## REQUIRED ACTION
Carry over every entry exactly as it appears in the records.

## ENTRIES SHOWN
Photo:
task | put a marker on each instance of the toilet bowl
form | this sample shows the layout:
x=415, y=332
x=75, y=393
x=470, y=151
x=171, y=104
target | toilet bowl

## ANSWER FOR THE TASK
Photo:
task | put a marker on each instance of the toilet bowl
form | this sample shows the layout:
x=415, y=332
x=75, y=393
x=470, y=151
x=171, y=104
target | toilet bowl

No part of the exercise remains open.